◆ **引用文**:
════════════════

ループする時間 メモ



ひきこもりについて繰り返し訊かれることの一つが、「家で何してるの?」。 ケースに応じてネットやゲームとはいちおう言えるが、要するに「何もしていない」。 時間の流れをなかったことにする、まるで時間が同じ場所でとぐろを巻いているようなことに「主観的にしてしまう」ということで、そこから抜け出せなくなる。 これを「都会の時間」にムリヤリ合流させることは、自我について何の制作プラン*1もなく過剰な流動性に投げ込むこと*2

ループする時間は、自我を守ろうとしている。そしてそれ以外の方法を忘れる。周囲の世界から切り離れた時間軸だけになり、合流はできず・・・。そのままたとえば25年が過ぎる。15歳だった人は40歳になるが、精神は25年前の「ループする時間」を同じ構造のまま生きている。生物的には干からびるが、本人の意識は25年前と同じパターンを繰り返す。

════════════════

◆ **データ一覧**:
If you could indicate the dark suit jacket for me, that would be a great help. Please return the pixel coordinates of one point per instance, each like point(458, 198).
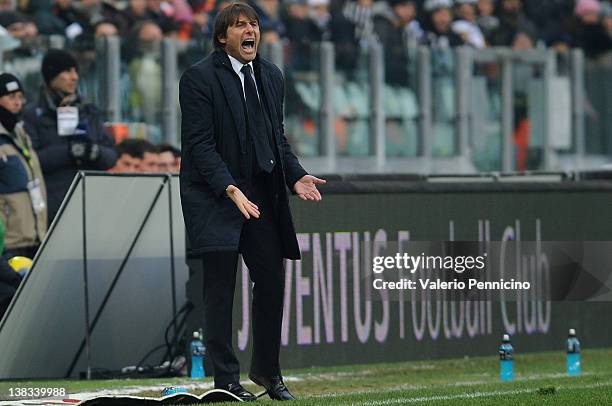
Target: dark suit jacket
point(215, 153)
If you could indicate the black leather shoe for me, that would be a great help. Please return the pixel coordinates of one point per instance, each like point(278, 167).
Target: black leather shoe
point(238, 390)
point(274, 386)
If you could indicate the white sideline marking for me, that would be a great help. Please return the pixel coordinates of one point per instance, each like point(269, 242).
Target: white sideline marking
point(471, 395)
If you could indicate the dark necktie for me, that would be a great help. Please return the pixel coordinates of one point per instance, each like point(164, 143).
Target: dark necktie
point(256, 124)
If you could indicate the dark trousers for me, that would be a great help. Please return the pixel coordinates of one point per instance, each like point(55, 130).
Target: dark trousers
point(260, 247)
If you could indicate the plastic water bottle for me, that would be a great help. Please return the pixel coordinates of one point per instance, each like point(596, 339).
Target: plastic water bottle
point(506, 360)
point(197, 356)
point(573, 354)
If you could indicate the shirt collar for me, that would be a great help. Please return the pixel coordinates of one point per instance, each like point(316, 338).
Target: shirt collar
point(237, 65)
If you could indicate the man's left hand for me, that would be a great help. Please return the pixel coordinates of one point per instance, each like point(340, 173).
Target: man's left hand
point(306, 188)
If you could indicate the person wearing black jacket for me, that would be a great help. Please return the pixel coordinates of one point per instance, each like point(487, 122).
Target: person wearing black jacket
point(78, 141)
point(236, 167)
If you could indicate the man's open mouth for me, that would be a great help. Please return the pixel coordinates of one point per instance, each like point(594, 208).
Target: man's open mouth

════════════════

◆ **指示**:
1/ 引用文の本文で鉤括弧「」に囲まれている語句を、出てくる順にすべて書き出してください。
2/ 引用文について、次の問いに答えてください。
(a) ひきこもりについて繰り返し訊かれることの一つは何か。
(b) ループする時間は何を守ろうとしているか。
(c) 25年が過ぎると、15歳だった人は何歳になるか。
データ一覧の記録は、引用文とは別の資料です。

◆ **各問の解答**:
1/
「家で何してるの?」
「何もしていない」
「主観的にしてしまう」
「都会の時間」
「ループする時間」

2/
(a) 「家で何してるの?」
(b) 自我
(c) 40歳